■ Testo fornito ■
La Grecia abbandonata al suo destino
I partner europei si troveranno di fronte a un bivio tra due alternative: (a) ammettere che le condizioni imposte alla Grecia per accedere agli aiuti internazionali hanno obbligato il paese a un aggiustamento troppo rapido, facendolo sprofondare nella recessione e nel caos sociale; occorre quindi un approccio più flessibile e lungimirante se si vuole salvare il paese. (b) Continuare con la linea del rigore e del raggiungimento dei target di bilancio prefissati a tutti i costi. I segnali provenienti dalla Germania e dalla riunione dell’Eurogruppo di ieri non sono incoraggianti, e lasciano prevedere che prevarrà la seconda alternativa. Questa linea, in presenza di un nuovo governo che non rispetterà gli impegni presi da Papademos, condurrà prima o poi al blocco della erogazione degli aiuti concordati in sede europea. Data l’impossibilità di accedere ai mercati finanziari internazionali, ciò condurrà all’insolvenza del paese: il tentativo di gestire in maniera “ordinata” il default(chiamandolo “coinvolgimento del settore privato”) franerà miseramente. Il governo greco non solo non avrà i soldi per ripagare i debiti, ma neppure per pagare stipendi e pensioni.
A questo punto, la Grecia uscirà dall’euro? Tecnicamente, il nesso tra insolvenza e abbandono dell’euro non è così immediato come si potrebbe pensare. Un paese potrebbe essere insolvente e nello stesso tempo restare nella moneta unica: in fondo questo è quello che già successo nel caso della Grecia. Si pensi anche agli Stati Uniti: l’insolvenza del Minnesota o della California non implica l’abbandono del dollaro. Tuttavia, la Grecia potrebbe essere fortemente tentata dall’uscita dall’euro. Non tanto per trarre vantaggio dalla svalutazione: il settore manifatturiero in grado di esportare è molto limitato; ne sarebbe avvantaggiato solo il turismo. Piuttosto, il vantaggio sarebbe il fatto di riguadagnare la sovranità nella gestione della politica monetaria: la rinata banca centrale greca avrebbe mano libera nella monetizzazione del debito pubblico greco, e questa sarebbe l’unica arma di sopravvivenza nel breve termine; naturalmente il costo sarebbe l’inflazione, ma al punto in cui è il paese questo potrebbe essere il minore dei mali.

■ Voci archiviate da una raccolta ■
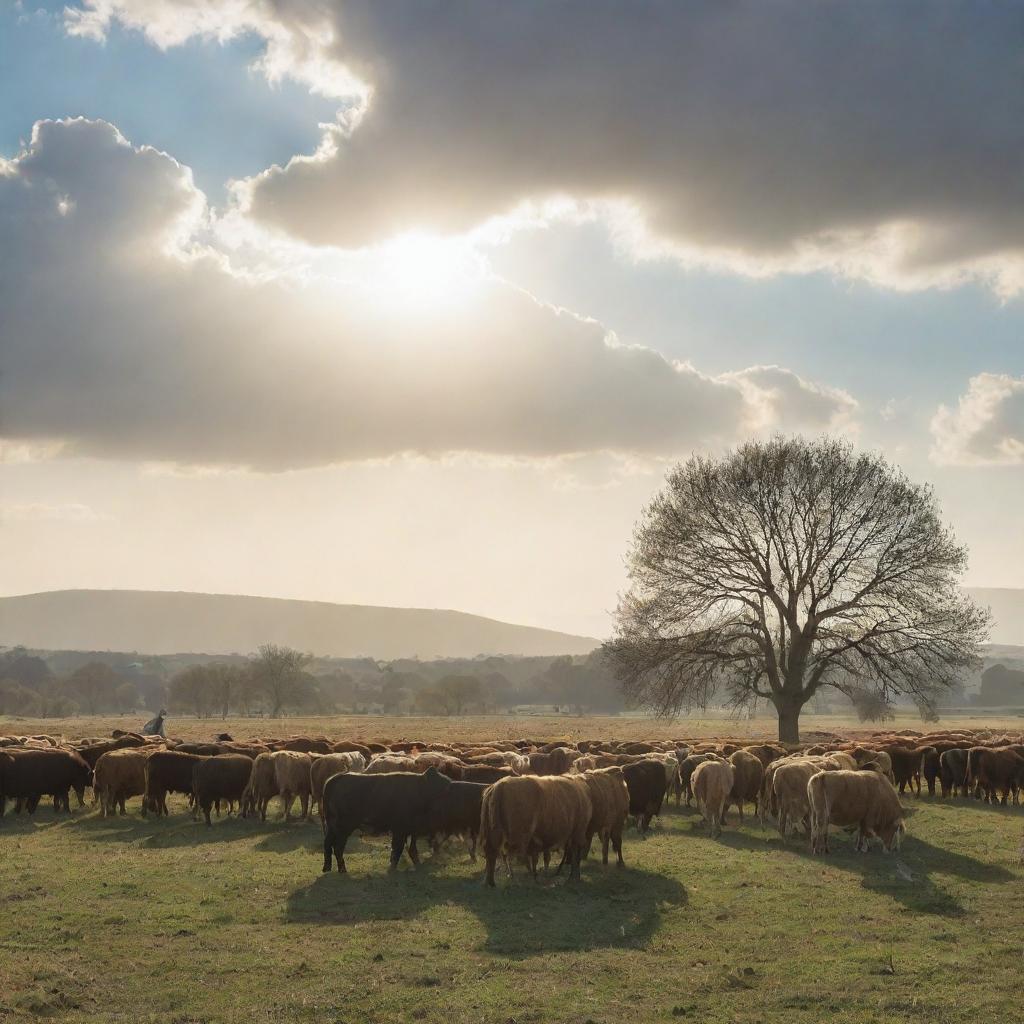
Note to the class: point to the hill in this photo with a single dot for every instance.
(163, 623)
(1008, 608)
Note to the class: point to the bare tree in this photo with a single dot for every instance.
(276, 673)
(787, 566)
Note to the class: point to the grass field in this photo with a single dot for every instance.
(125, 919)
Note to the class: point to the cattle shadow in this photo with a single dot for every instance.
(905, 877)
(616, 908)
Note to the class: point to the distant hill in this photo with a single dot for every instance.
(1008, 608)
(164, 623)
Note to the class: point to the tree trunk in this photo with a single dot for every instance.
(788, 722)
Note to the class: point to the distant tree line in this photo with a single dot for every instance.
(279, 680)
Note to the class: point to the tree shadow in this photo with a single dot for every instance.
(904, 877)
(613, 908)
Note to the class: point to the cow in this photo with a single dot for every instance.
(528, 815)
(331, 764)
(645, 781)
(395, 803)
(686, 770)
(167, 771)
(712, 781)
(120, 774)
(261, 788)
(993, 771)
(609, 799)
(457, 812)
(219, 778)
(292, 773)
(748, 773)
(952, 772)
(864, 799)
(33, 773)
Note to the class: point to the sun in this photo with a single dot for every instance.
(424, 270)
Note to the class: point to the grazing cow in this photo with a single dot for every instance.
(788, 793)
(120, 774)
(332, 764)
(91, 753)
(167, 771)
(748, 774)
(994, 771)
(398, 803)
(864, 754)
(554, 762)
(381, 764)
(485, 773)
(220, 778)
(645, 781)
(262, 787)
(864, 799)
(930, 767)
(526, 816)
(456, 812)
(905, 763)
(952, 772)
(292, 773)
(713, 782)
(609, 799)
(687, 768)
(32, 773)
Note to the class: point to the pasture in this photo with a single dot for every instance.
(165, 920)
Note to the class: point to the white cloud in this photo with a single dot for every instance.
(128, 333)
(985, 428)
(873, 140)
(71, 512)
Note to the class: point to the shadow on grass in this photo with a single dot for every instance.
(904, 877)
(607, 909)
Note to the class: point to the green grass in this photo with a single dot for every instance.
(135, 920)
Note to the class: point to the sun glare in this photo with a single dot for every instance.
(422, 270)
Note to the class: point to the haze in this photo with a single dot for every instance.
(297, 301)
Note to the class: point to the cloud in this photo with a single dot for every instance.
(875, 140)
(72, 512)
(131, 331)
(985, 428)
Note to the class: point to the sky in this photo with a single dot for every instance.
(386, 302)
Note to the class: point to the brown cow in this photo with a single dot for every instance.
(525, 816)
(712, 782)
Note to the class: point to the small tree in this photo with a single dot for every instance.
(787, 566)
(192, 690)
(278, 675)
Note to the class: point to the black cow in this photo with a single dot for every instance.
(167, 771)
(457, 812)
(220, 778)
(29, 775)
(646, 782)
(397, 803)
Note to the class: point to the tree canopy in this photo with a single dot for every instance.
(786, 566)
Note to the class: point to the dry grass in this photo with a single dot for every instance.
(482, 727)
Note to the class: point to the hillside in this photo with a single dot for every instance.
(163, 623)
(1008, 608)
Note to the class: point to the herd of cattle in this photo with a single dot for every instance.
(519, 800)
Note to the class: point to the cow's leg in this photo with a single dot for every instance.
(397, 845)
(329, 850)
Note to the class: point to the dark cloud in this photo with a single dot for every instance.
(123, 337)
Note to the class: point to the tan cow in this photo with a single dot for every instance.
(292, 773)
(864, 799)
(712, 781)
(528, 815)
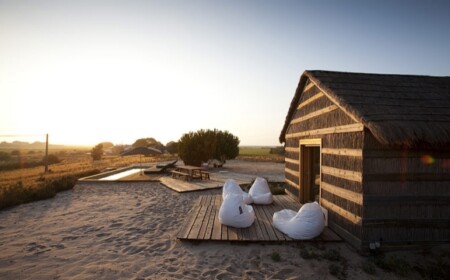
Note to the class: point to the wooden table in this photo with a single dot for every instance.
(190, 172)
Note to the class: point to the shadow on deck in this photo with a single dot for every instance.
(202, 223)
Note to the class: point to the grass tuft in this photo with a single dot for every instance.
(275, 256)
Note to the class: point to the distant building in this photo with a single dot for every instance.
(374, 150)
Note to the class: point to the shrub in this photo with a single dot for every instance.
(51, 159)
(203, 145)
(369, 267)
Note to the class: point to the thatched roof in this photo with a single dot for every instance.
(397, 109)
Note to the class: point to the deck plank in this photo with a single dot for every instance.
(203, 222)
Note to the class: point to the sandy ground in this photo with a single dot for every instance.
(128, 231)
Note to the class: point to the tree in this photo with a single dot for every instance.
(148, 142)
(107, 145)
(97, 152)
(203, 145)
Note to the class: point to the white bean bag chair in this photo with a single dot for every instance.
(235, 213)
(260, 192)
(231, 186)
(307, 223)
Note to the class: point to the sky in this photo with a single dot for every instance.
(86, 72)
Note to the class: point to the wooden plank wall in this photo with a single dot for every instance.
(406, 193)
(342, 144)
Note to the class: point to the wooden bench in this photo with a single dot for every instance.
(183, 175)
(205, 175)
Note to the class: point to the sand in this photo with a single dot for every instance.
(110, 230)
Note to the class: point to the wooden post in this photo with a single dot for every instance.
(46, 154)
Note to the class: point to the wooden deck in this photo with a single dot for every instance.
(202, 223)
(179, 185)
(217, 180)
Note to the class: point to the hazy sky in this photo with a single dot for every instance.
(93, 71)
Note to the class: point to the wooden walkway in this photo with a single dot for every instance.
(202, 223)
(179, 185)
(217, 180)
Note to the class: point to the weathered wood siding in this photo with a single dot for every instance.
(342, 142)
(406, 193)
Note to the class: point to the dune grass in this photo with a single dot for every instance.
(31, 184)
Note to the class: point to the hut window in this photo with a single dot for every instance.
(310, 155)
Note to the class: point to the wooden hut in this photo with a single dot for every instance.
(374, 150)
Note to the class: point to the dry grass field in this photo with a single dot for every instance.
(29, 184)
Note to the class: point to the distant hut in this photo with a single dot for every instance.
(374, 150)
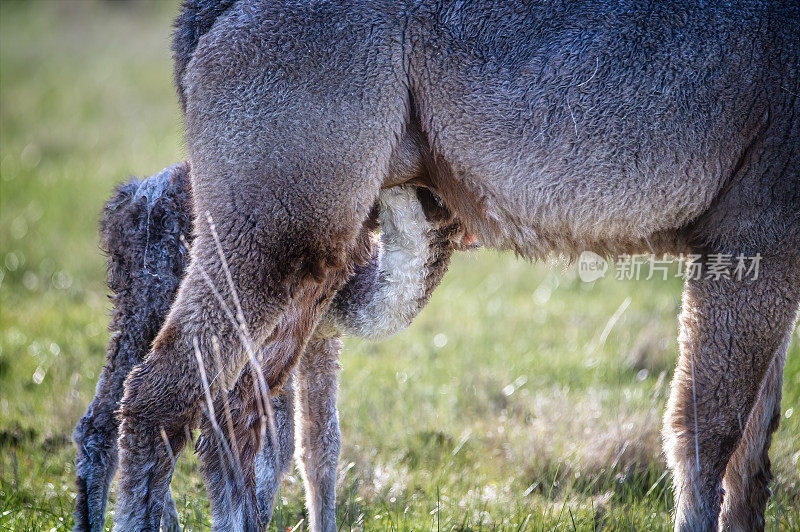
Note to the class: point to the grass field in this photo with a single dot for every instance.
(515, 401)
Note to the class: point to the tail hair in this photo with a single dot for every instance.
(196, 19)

...

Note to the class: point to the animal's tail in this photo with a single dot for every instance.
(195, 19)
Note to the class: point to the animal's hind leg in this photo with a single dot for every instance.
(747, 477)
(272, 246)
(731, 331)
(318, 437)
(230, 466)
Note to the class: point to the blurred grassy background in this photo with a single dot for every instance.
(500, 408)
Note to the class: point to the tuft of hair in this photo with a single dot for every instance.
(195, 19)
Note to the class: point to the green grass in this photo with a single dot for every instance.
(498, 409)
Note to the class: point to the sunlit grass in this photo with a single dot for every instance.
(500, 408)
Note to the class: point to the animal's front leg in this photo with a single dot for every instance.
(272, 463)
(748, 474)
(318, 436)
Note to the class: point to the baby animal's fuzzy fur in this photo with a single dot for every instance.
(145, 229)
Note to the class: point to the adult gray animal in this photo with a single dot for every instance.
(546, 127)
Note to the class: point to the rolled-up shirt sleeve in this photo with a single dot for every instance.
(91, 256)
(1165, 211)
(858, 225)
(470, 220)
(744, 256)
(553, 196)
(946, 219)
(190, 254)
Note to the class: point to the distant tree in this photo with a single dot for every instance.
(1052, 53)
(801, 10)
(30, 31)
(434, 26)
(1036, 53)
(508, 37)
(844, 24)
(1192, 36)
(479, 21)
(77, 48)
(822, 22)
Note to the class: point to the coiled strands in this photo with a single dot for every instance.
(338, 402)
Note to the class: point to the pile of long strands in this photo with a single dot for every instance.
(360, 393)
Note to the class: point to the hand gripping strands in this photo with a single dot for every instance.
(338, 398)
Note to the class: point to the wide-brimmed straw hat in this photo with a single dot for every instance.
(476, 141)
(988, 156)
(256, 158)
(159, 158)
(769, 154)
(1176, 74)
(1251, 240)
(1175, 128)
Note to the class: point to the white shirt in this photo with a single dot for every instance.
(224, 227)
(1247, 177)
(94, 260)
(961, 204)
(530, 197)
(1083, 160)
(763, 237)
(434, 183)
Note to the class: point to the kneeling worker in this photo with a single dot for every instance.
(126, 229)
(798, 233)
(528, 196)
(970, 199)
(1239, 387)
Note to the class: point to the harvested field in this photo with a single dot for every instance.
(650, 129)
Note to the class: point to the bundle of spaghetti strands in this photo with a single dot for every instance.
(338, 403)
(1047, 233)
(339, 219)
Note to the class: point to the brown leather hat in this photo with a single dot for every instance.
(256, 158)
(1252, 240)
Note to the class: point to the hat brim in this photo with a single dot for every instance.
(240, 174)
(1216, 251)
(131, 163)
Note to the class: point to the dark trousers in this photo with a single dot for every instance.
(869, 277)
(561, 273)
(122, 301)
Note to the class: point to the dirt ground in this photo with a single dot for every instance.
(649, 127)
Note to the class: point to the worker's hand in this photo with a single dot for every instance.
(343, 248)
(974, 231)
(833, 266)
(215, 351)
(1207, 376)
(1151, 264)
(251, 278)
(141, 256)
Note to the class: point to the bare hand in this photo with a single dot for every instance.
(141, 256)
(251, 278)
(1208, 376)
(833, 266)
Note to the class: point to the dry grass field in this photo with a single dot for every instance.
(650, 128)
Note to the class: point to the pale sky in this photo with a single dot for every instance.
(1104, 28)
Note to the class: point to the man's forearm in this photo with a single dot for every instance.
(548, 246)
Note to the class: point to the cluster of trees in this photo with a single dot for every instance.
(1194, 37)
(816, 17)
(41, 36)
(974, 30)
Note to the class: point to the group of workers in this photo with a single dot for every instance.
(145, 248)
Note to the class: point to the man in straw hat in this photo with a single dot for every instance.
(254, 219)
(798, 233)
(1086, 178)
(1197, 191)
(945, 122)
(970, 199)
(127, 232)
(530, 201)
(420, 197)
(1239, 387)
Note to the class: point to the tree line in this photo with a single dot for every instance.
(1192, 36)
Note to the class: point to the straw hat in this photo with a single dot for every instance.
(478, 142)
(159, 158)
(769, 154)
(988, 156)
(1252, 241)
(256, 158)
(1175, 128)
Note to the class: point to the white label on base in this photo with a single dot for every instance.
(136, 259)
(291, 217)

==

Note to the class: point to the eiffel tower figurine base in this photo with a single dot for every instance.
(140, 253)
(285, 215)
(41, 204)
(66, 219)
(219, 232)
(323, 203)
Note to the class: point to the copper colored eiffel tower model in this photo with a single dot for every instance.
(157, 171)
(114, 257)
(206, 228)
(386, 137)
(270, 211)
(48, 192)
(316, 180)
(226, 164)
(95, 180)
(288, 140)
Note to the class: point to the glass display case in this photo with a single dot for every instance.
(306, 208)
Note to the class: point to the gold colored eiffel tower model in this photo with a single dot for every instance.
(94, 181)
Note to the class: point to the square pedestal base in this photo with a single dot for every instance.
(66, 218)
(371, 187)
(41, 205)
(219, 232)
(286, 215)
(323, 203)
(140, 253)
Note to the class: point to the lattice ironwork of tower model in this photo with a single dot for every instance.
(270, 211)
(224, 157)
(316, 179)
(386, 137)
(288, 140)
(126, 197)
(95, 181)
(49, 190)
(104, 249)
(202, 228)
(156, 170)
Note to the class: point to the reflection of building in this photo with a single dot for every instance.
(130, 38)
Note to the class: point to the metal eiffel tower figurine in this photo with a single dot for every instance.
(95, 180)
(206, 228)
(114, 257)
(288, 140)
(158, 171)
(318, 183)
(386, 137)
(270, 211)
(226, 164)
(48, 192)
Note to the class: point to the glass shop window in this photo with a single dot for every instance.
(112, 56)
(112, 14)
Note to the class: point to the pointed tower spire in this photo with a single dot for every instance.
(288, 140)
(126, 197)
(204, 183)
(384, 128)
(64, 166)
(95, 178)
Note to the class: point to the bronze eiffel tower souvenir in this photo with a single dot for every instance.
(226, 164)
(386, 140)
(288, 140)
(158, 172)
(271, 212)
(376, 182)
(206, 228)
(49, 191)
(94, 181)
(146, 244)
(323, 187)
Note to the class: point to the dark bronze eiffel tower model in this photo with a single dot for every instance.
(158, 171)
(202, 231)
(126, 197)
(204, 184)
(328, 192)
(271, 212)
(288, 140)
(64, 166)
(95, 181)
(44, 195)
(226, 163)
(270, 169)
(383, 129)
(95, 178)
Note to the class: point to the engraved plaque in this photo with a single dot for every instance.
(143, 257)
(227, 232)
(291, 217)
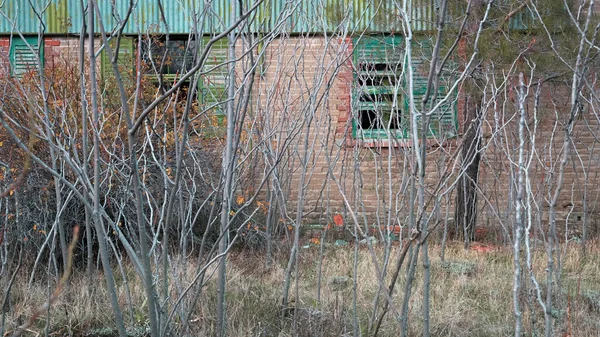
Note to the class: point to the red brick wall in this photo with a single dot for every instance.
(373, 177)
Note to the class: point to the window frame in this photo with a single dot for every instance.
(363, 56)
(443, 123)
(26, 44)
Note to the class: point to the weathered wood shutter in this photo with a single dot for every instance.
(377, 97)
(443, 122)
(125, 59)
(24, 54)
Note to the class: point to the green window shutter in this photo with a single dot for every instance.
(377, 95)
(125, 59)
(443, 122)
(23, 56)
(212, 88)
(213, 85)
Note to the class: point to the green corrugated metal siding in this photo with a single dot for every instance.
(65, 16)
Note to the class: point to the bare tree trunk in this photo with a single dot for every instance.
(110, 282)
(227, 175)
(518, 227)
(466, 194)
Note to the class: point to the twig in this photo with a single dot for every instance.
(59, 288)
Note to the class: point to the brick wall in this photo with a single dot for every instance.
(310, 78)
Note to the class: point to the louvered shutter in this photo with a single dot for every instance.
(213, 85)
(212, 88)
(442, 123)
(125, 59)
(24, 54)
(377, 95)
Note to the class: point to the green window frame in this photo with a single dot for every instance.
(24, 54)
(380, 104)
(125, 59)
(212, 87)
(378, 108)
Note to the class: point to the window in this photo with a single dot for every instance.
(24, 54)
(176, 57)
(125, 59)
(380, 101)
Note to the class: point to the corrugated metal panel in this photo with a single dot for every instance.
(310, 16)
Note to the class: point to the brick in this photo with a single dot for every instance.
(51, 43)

■ Esercizi da svolgere ■
a) Secondo il testo sulla Grecia, quale settore sarebbe l'unico a trarre vantaggio da una svalutazione?
b) Prosegui il testo sulla Grecia e l'euro partendo dopo la sua ultima frase.
Le voci provengono da un'altra fonte.

■ Esercizi svolti ■
a) Il turismo.

b)
Quale futuro per l’euro?
Quali sarebbero le conseguenze per gli altri paesi dell’area euro? Il danno principale sarebbe la perdita di credibilità della moneta unica. Una volta creato il precedente che un paese membro dell’Ume può decidere di uscire dall’area euro (o essere costretto a farlo), l’unione monetaria sarebbe di fatto declassata a un accordo di cambio, o a qualcosa di simile.
La differenza tra le due cose è fondamentale. In un accordo di cambio, alcuni paesi scelgono di vincolare il tasso di cambio tra le rispettive valute, ma mantengono la sovranità monetaria: ognuno ha la sua moneta e la sua banca centrale. Il problema fondamentale di questi accordi è la carenza di credibilità: quando i mercati finanziari ritengono che per un paese sia conveniente svalutare, l’impegno a mantenere fisso il cambio non è più credibile, la speculazione attacca la valuta di quel paese ed esso è prima o poi costretto a rivedere l’accordo e a svalutare per davvero. Proprio per questo motivo l’euro è stato costruito sulla base di un presupposto: lairreversibilità. I paesi dell’area euro hanno deciso di adottare la stessa moneta, cedendo la loro sovranità monetaria, con una scelta irrevocabile. Non è un caso se il Trattato UE non prevede l’uscita dall’euro. È l’unico modo per “legarsi le mani” per sempre, rendendo credibile l’impegno a non ritornare alle monete nazionali e alle svalutazioni competitive. Questa credibilità ha giovato enormemente ai paesi “periferici” come l’Italia, che hanno “importato” la credibilità della politica monetaria tedesca: grazie a ciò abbiano avuto basse aspettative di inflazione e bassi tassi d’interesse per un decennio. (1)
L’uscita della Grecia romperebbe il tabù della irreversibilità. L’Ume diventerebbe un accordo tra paesi che, dopo avere trasferito la loro sovranità monetaria, si riservano la possibilità di riprendersela e di svalutare la loro moneta, qualora ciò fosse conveniente. L’uscita della Grecia sarebbe facilmente vista come il primo passo verso la disgregazione dell’area euro. Il tentativo di gestire in modo ordinato l’uscita della Grecia, presentandolo come un caso isolato e irripetibile, sarebbe prima o poi destinato a fallire (come lo è il tentativo di gestire in modo ordinato l’insolvenza). Paradossalmente, se anche si riuscisse nell’impresa di gestire il ritorno della Grecia alla dracma con successo, cioè senza creare un grave disordine finanziario in quel paese, si avrebbe il maggiore danno per l’euro nel suo complesso: a quel punto la tentazione di altri paesi di avere i benefici della svalutazione sarebbe altissima, e quindi il loro impegno a restare nell’euro sarebbe assai poco credibile.
E per l’Italia?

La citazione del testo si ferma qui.